About this exercise:
Your job is to transcribe all the records that follow, excluding any pictures.

Stored data entries
______

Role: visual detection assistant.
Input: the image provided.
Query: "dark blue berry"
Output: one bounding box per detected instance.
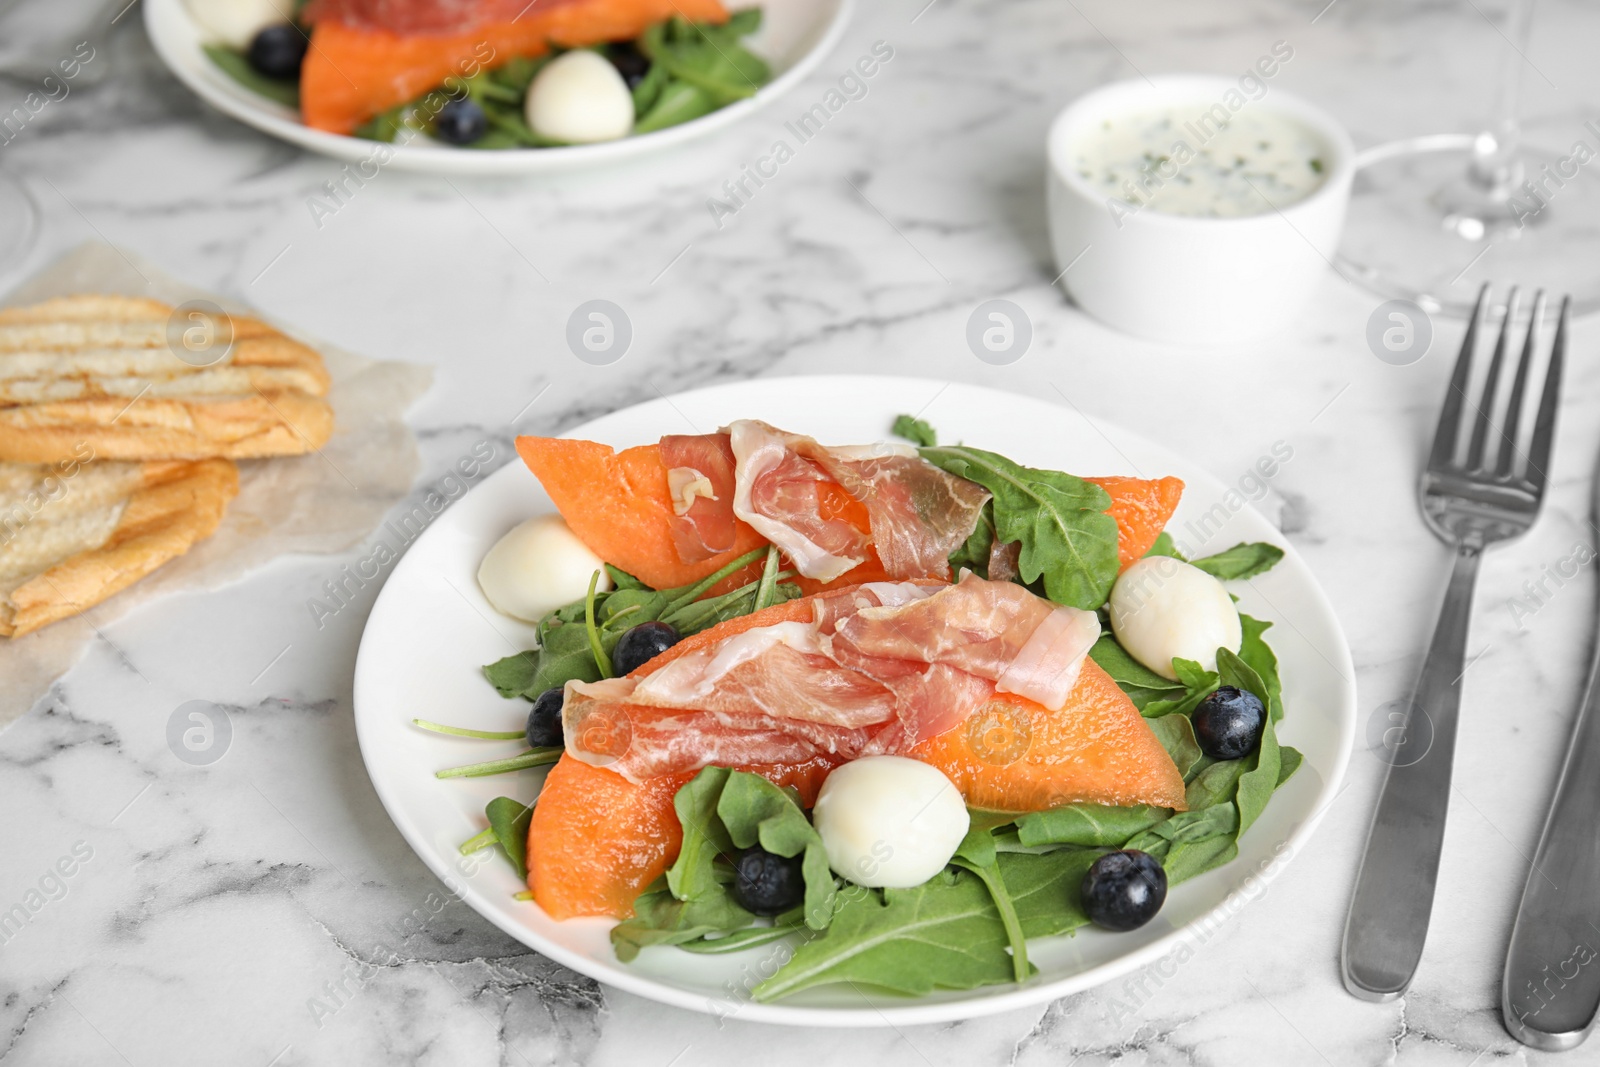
[609,42,651,89]
[733,847,805,915]
[525,687,564,748]
[1081,850,1167,931]
[612,621,679,675]
[1192,686,1266,760]
[433,97,488,145]
[247,24,308,81]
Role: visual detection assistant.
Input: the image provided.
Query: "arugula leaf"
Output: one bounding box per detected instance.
[1145,713,1205,780]
[1015,804,1168,848]
[947,499,997,578]
[1190,542,1285,581]
[666,767,738,901]
[1142,531,1185,560]
[920,445,1120,609]
[1162,835,1238,885]
[1237,613,1286,723]
[891,414,938,447]
[1088,635,1186,710]
[640,16,770,105]
[1218,648,1281,835]
[753,869,1017,1000]
[204,45,300,107]
[485,797,534,878]
[716,772,835,929]
[1277,745,1304,786]
[611,880,754,961]
[951,828,1028,982]
[634,80,716,133]
[1001,849,1100,939]
[1139,658,1220,718]
[677,920,803,954]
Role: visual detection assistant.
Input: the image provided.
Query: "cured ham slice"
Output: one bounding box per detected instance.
[563,576,1098,783]
[721,420,989,583]
[660,433,740,564]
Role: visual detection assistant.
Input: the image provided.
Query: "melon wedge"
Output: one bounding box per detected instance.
[1086,475,1185,570]
[911,659,1187,811]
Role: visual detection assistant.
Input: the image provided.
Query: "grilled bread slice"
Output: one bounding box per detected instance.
[0,295,333,462]
[0,456,239,637]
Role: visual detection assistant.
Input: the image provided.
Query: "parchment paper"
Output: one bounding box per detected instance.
[0,242,433,728]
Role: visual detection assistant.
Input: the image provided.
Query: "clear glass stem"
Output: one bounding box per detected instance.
[1468,0,1535,194]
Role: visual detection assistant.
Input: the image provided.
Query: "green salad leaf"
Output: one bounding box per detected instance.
[1088,634,1187,710]
[1142,531,1185,560]
[485,797,534,878]
[891,413,938,448]
[752,868,1018,1001]
[1015,803,1168,848]
[1190,542,1285,581]
[716,771,835,929]
[919,445,1120,609]
[203,45,300,108]
[951,828,1028,982]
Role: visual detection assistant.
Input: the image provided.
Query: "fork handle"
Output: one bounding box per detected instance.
[1501,614,1600,1049]
[1342,545,1482,1001]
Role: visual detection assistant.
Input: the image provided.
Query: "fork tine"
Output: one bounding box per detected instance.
[1467,286,1517,471]
[1429,284,1490,472]
[1497,289,1545,477]
[1524,294,1569,493]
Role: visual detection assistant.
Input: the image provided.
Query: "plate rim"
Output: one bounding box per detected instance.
[352,374,1357,1026]
[144,0,856,175]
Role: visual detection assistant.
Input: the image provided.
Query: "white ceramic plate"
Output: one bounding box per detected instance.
[352,376,1357,1026]
[145,0,852,174]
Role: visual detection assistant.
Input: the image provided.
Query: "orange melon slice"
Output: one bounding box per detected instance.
[515,436,768,591]
[912,659,1186,811]
[301,0,729,135]
[527,753,837,919]
[1086,475,1185,570]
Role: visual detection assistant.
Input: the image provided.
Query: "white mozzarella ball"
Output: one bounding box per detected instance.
[186,0,295,49]
[1109,556,1242,681]
[525,50,635,144]
[812,757,970,889]
[477,515,612,623]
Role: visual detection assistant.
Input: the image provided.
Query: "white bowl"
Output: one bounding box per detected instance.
[145,0,854,175]
[1046,75,1355,346]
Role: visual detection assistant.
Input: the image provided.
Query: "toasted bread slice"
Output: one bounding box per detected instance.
[0,457,239,637]
[0,294,333,462]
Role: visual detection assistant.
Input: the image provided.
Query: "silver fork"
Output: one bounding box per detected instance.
[1342,284,1570,1002]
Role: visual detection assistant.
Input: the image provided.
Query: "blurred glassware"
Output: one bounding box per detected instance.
[0,169,39,273]
[1337,0,1600,318]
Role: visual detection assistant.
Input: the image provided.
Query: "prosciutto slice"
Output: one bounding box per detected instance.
[722,420,990,583]
[660,433,740,563]
[563,575,1098,782]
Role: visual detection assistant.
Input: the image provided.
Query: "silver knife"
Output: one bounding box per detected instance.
[1502,487,1600,1050]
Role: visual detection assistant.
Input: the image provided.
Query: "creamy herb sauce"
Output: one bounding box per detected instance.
[1074,107,1328,217]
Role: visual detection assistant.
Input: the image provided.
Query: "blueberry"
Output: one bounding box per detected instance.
[1192,685,1266,760]
[733,847,805,915]
[525,687,564,748]
[612,621,679,675]
[433,97,488,145]
[1081,850,1167,931]
[609,42,652,89]
[247,24,308,81]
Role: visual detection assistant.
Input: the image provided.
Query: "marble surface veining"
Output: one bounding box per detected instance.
[5,0,1600,1063]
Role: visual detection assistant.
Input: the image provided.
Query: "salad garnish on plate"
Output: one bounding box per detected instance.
[417,416,1297,1001]
[188,0,771,148]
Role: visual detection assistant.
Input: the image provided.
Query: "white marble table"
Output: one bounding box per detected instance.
[5,0,1600,1062]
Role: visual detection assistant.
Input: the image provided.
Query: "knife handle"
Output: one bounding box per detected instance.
[1342,547,1480,1000]
[1502,635,1600,1050]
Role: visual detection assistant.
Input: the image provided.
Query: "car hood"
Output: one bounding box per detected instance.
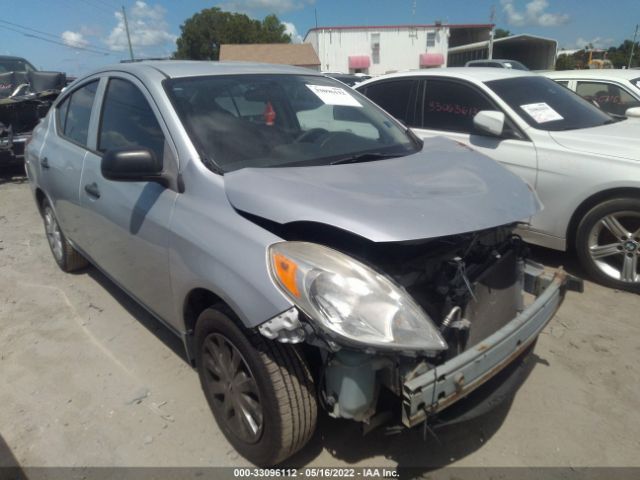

______

Response below:
Role: visual detection assistant.
Input: the image provided.
Query: "dark blue berry"
Output: one bounding box per detected instance.
[609,42,651,89]
[733,847,805,915]
[525,687,564,748]
[1081,850,1167,931]
[612,621,679,675]
[1192,686,1266,760]
[433,97,488,145]
[247,24,308,81]
Role: visual detection assistant.
Input: the image provided.
Query: "arugula leaf"
Output: one bounding box per detected instance.
[1145,713,1205,780]
[1015,804,1168,848]
[947,499,997,578]
[1190,542,1285,581]
[666,767,738,901]
[1142,531,1185,560]
[920,445,1120,609]
[1162,835,1238,885]
[1237,613,1286,723]
[891,414,938,447]
[1088,635,1186,710]
[640,16,770,105]
[1218,648,1281,835]
[753,869,1017,1000]
[204,45,300,107]
[485,797,534,878]
[716,772,835,929]
[1277,745,1304,786]
[611,880,754,961]
[951,828,1028,982]
[634,80,716,133]
[1001,849,1100,939]
[1139,658,1220,718]
[677,920,803,954]
Role: visual detection assistant.
Input: the image provided.
Query: "cured ham slice"
Output: one bounding box per detected instance.
[563,576,1098,783]
[721,420,989,583]
[660,433,740,564]
Role: visual detection assistant.
Input: the image provided.
Query: "melon wedge"
Output: one bounding box per detected instance.
[1086,475,1185,570]
[911,659,1187,811]
Role: visual detection assistant.
Input: the image provided.
Query: "grilled bread slice"
Output: one bounding box per detected instance.
[0,295,333,462]
[0,456,239,637]
Role: visual detection assistant.
Input: the image provided.
Query: "parchment paper"
Output: one bounding box per detected instance.
[0,242,433,728]
Role: visual detection assistant.
Input: the image provided.
Query: "clear glass stem"
Output: one bounding box per detected instance.
[1468,0,1535,194]
Role: visual detection assistant.
Input: the image provided.
Query: "green salad leaf"
Output: one bounding box per detected instance.
[1088,634,1187,710]
[1142,531,1185,560]
[485,797,534,878]
[891,413,938,448]
[752,868,1018,1001]
[1015,803,1168,848]
[1190,542,1285,581]
[716,771,835,929]
[919,445,1120,609]
[203,45,300,108]
[951,828,1028,982]
Role: visual detection assistant.
Input: the image provided.
Query: "fork handle"
Output: one bounding box per detected instance.
[1501,614,1600,1049]
[1342,545,1482,1001]
Role: visual detection assistant.
Input: the image provided.
Query: "fork tine"
Output: one bounding box per detected instance.
[1467,286,1517,471]
[1429,284,1490,472]
[1497,289,1545,477]
[1524,294,1569,493]
Role: visual detection assistant.
Input: the image provided.
Query: "plate rim"
Output: one bounding box per detected instance.
[352,374,1357,1026]
[144,0,856,175]
Role: visual detection assistant.
Input: the image provided.
Query: "white ceramic plate"
Output: one bounding box per detected instance.
[352,376,1357,1026]
[145,0,852,174]
Role: visual detection assistant.
Input: the image provided.
Query: "orange melon slice"
Output: one bounding box per detected instance.
[515,436,768,591]
[912,659,1186,811]
[301,0,729,135]
[527,753,837,919]
[1086,475,1185,570]
Role: visual detection assistant.
Input: the image provided.
Query: "white mozzarella ball"
Output: one bounding box per detected instance.
[186,0,295,49]
[1109,556,1242,681]
[525,50,635,144]
[812,757,970,889]
[477,515,612,623]
Role: visual detection assistant.
Input: the image provided.
Query: "white bowl"
Output: one bounding box per detected instance.
[145,0,854,175]
[1046,75,1355,346]
Role: visual detection assistant.
Input: the image provided.
Query: "toasted bread slice"
Output: one bounding box per detected instance.
[0,457,239,637]
[0,294,333,462]
Role: visual detection assistant.
Input: the image provided.
Query: "silver fork"
Output: one bounding box per detected instance.
[1342,284,1570,1002]
Role: visual detection assistant.
Input: the image provided.
Query: "blurred glassware"
Output: one bounding box per detected instance.
[0,169,39,273]
[1337,0,1600,318]
Role: visual detection assistant.
Input: the image provided.
Query: "prosciutto slice"
Output: one bounding box per detected instance.
[722,420,990,583]
[660,433,740,563]
[563,575,1098,782]
Role: visual detection assistant.
Input: the image provided.
Query: "silver knife"
Output: one bounding box per detected instance.
[1502,487,1600,1050]
Role: visual detection assistant.
Input: the image provided.
Query: "creamy herb sauce"
Output: one bounding box per detected instance.
[1074,107,1328,217]
Role: visual detection assistant.
Input: the image provided.
Query: "blueberry"
Output: one bounding box per detected instance.
[1192,685,1266,760]
[733,847,805,915]
[525,687,564,748]
[612,621,679,675]
[433,97,488,145]
[1081,850,1167,931]
[609,42,652,89]
[247,24,308,81]
Role: visual detection assistant.
Input: the image provided.
Query: "marble surface veining"
Output: one bounding box per detected instance.
[5,0,1600,1063]
Role: visual detection assistant.
Input: the image provided.
Query: "salad garnish on plate"
Output: one bounding box per detected instance.
[417,416,1297,1001]
[188,0,771,148]
Role: visual detection assistant.
Input: the image provided.
Query: "white marble table"
Output: one bounding box per detected instance.
[5,0,1600,1062]
Role: visual detection assistant.
Input: the image provided.
Query: "knife handle"
Output: one bounding box per detected instance.
[1342,547,1480,1000]
[1502,635,1600,1050]
Role: visual detection assistant.
Input: the image provided.
Query: "car hood"
Output: one bounding box per detected instance.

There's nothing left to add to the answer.